**Your task**:
Write out the following lines exactly as they are given.

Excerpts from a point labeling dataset

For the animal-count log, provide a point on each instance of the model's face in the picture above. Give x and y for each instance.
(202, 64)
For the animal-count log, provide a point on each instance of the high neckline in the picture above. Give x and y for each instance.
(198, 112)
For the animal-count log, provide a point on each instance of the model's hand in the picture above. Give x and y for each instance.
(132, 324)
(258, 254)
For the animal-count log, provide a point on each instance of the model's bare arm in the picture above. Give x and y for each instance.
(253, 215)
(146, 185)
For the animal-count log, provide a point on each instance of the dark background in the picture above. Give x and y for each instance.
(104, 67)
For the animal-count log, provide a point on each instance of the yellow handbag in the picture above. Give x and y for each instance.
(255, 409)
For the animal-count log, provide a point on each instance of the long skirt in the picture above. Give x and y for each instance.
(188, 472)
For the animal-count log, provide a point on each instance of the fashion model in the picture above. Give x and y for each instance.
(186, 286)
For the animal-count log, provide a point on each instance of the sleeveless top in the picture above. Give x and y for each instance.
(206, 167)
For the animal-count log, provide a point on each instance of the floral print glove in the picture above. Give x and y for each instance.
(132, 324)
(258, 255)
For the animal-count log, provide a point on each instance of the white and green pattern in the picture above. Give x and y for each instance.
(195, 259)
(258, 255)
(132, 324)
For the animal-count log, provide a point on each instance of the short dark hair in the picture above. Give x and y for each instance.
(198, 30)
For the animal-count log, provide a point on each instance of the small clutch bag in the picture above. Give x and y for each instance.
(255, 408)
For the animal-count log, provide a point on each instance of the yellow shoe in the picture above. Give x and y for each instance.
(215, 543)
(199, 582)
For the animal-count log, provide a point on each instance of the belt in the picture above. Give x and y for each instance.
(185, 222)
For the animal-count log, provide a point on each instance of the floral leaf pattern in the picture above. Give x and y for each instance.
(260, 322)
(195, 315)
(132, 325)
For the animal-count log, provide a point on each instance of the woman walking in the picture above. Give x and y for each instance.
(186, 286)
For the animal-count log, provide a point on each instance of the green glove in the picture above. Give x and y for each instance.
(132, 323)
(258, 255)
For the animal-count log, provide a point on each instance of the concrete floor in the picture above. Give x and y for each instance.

**Answer for this exercise**:
For the animal-count log, provide a point on each instance of the model's face in the picture above. Give x and y for each instance.
(202, 64)
For the animal-count log, provide a point on each instance of the high neckline in the picture above. Give x and y for each instance.
(198, 112)
For the animal-count log, provide a point on each instance of the model's hand in the picture above. Give x and y for each instance.
(132, 324)
(258, 254)
For the animal-count log, provide a point on each instance of the model's bare arm in the picture above. Give x and y for each instance.
(253, 215)
(146, 185)
For the animal-count log, provide a point on each instance of the dark background in the picture above. Give x and y for each instance.
(104, 67)
For the animal-count log, provide a point on each instance of the yellow handbag in the picture above. Give x and y for each instance.
(255, 409)
For the animal-count log, provide a point on each instance of the long skirt in the picture above. Give x and y for each instance.
(188, 472)
For the animal-count log, provide a point on each instance of the fashion model in the picture above. Give x and y for each instance.
(186, 286)
For the animal-count log, provide a point on each instance of the sleeveless top in the picture above. Give x and y for each instance.
(206, 167)
For the animal-count log, provide a point on each instance of the floral print glove in the picture above. Give x and y for each instance.
(132, 324)
(258, 255)
For the animal-count log, provide a point on each instance of the white and green pattern in the picture above. Give x and y for each instance.
(195, 259)
(258, 255)
(132, 324)
For the animal-count log, provide a point on each instance of the short dark hair in the picture above. Give x and y for each instance.
(198, 30)
For the animal-count log, provide a point on each instance of the small clutch bag in the picture above. Give x and y for each instance.
(255, 408)
For the animal-count log, provide a point on each instance of the yellow shoe in the picture above. Give x and y for each instance.
(215, 543)
(199, 582)
For the animal-count log, provide a point on each instance of the belt in the picture above. Give x and y for each instance.
(185, 222)
For the animal-count log, provide a point on each instance of the floral leaf pattern in the picture above. Give x and y for each instance.
(260, 322)
(195, 315)
(132, 325)
For the animal-count log, provide a point on each instance of the woman walking in the picture above. Give x and y for each instance.
(186, 286)
For the animal-count log, provide a point on each instance of the green glove in the picture above. Give x and y for each instance.
(132, 323)
(258, 255)
For the animal-count log, provide a point on each instance of the concrete floor in the picture above. Give x and y for each instance.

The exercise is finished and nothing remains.